INPUT FOR THIS TASK:
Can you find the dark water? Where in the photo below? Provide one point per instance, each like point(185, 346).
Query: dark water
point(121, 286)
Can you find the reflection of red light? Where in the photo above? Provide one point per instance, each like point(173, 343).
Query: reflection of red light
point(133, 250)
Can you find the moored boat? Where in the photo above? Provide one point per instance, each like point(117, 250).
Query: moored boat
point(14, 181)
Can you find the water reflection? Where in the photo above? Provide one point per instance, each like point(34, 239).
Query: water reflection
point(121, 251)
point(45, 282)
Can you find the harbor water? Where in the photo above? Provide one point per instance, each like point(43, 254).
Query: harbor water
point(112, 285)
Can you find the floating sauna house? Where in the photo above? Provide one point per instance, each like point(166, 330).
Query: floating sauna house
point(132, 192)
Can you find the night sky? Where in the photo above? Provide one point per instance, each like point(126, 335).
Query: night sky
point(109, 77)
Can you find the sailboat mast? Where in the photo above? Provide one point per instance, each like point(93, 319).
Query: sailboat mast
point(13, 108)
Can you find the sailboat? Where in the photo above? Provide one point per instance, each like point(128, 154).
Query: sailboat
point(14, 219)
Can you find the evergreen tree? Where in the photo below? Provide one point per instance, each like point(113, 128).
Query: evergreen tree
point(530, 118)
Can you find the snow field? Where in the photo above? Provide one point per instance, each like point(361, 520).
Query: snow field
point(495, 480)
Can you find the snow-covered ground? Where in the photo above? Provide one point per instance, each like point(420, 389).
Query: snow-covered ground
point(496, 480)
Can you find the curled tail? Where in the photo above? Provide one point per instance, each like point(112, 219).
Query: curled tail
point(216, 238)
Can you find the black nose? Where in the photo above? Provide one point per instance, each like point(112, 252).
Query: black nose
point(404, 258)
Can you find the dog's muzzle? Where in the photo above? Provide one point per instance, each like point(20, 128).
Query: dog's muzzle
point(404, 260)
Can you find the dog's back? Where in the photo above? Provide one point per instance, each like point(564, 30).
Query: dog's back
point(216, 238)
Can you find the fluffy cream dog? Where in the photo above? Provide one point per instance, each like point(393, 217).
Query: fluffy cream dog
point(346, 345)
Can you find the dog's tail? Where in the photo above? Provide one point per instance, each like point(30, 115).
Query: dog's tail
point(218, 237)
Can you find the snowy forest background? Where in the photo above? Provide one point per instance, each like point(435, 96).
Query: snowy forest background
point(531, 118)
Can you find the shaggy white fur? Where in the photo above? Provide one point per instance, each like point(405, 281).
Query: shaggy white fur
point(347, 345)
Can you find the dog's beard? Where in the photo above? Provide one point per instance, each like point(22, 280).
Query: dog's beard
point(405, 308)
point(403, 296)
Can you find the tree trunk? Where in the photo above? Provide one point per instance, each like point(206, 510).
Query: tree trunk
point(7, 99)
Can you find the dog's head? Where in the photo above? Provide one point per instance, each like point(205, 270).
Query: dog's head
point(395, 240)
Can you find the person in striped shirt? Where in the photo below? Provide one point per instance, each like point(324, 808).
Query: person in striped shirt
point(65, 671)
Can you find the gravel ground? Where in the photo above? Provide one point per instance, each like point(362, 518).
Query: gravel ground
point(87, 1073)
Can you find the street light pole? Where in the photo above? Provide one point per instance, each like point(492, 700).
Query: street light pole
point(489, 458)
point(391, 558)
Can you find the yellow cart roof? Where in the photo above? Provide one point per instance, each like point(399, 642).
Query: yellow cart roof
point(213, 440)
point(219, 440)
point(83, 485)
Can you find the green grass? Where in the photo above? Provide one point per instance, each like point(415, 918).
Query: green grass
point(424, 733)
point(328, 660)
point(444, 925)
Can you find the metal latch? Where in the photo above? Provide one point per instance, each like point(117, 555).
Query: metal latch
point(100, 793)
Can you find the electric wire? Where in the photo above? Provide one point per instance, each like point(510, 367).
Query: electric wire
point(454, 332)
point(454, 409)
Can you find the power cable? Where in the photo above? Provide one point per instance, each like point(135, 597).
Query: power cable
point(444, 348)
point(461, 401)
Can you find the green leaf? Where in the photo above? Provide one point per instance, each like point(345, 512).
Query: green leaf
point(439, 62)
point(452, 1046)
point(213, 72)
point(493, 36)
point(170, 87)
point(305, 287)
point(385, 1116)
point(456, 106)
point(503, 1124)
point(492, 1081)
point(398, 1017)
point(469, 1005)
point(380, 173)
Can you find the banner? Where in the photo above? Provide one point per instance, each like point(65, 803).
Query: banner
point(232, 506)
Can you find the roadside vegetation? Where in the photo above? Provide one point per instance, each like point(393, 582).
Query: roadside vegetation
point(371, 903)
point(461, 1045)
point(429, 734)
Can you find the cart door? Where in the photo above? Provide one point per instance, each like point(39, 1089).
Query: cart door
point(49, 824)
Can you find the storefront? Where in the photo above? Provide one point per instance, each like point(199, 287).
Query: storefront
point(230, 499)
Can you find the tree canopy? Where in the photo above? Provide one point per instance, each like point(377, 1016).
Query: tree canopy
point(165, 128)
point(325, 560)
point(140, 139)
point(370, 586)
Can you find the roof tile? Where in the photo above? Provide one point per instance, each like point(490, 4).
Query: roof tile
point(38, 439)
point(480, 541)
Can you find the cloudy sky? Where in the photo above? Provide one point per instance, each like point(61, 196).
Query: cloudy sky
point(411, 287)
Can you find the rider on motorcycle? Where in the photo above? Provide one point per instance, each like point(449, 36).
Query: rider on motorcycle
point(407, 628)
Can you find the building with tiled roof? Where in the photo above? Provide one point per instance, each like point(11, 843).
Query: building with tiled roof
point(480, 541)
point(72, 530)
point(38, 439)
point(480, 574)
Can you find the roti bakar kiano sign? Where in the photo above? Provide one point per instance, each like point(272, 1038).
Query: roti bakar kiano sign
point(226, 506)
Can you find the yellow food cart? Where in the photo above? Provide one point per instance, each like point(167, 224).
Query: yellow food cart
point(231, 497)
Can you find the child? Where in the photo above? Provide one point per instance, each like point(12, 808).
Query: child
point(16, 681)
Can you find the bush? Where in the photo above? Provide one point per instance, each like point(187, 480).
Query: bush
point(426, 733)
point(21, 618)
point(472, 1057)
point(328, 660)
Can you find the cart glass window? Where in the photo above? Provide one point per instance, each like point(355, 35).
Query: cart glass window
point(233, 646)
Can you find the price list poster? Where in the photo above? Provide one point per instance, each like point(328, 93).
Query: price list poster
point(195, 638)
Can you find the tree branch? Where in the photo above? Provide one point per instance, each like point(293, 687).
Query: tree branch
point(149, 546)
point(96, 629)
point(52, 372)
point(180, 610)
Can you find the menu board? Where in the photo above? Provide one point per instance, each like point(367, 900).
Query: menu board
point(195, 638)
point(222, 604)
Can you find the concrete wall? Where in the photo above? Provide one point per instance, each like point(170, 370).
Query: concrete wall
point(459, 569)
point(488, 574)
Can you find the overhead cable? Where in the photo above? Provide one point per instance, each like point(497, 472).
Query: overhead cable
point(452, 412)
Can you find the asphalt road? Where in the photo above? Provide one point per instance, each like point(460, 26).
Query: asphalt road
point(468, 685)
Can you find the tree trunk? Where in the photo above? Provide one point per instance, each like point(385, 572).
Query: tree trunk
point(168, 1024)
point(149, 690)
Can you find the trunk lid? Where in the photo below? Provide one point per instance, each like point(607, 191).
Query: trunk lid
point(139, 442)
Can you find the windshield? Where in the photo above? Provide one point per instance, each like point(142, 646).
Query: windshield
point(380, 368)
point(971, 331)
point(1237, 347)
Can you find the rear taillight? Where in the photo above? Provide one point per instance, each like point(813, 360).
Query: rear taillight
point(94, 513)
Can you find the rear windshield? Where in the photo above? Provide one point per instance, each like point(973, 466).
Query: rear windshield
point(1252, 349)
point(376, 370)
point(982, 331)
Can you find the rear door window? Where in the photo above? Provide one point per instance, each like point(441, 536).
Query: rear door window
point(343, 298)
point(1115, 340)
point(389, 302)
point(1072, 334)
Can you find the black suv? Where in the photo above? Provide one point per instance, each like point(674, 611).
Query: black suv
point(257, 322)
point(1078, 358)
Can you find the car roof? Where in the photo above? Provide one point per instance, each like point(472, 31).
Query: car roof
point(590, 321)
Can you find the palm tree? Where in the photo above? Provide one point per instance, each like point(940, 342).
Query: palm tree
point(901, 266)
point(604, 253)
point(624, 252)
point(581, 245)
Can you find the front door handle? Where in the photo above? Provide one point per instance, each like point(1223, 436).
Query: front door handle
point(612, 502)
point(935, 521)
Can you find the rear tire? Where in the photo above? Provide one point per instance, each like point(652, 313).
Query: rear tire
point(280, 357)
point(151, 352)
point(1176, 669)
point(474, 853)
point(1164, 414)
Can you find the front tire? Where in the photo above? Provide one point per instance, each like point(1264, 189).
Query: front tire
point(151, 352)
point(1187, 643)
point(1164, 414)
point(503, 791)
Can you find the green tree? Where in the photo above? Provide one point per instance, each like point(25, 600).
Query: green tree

DIRECTIONS: Reproduce, character for character, only the lines of the preceding data that start at the line with "Query: green leaf" and end at the line with "Can you find the roti", both included.

TASK ANSWER:
Query: green leaf
point(439, 62)
point(452, 1046)
point(213, 72)
point(493, 36)
point(170, 87)
point(305, 287)
point(385, 1116)
point(456, 106)
point(503, 1124)
point(492, 1081)
point(398, 1017)
point(469, 1005)
point(380, 173)
Can you find the banner? Where in the photo above? Provide one point per instance, each like point(65, 803).
Query: banner
point(232, 506)
Can you find the roadside vegetation? Where in the photo above? Provide one point per instance, each like point(393, 582).
Query: roadside vegetation
point(371, 903)
point(461, 1045)
point(429, 734)
Can you find the cart door? Where in the photo above? Provide one point per instance, each like point(39, 1089).
Query: cart door
point(49, 824)
Can you find the storefront? Where in the photo above? Provide one point per instance, each like point(199, 287).
Query: storefront
point(230, 499)
Can you find the tree canopy? Where in the photo above? Provide one point per instance, each like point(377, 1016).
Query: tree canopy
point(165, 128)
point(325, 560)
point(140, 139)
point(370, 586)
Can you find the roof tile? Where in the photo above? Provide one point per instance, each like point(490, 4).
Query: roof tile
point(38, 439)
point(480, 541)
Can you find the cloudy sky? Where in the photo above? Provide one point per instance, each like point(61, 196).
Query: cloudy sky
point(411, 287)
Can you find the rider on motorcycle? Where in the photo above? Provide one point per instance, each like point(449, 36).
Query: rider on motorcycle
point(407, 628)
Can you find the building with tiled roof? Where in the photo above? Provide one point per instance, each like point(11, 843).
Query: building with tiled roof
point(480, 541)
point(72, 530)
point(38, 439)
point(480, 574)
Can you find the roti bakar kiano sign? Where in the photo above? Provide one point per instance, each like point(272, 1038).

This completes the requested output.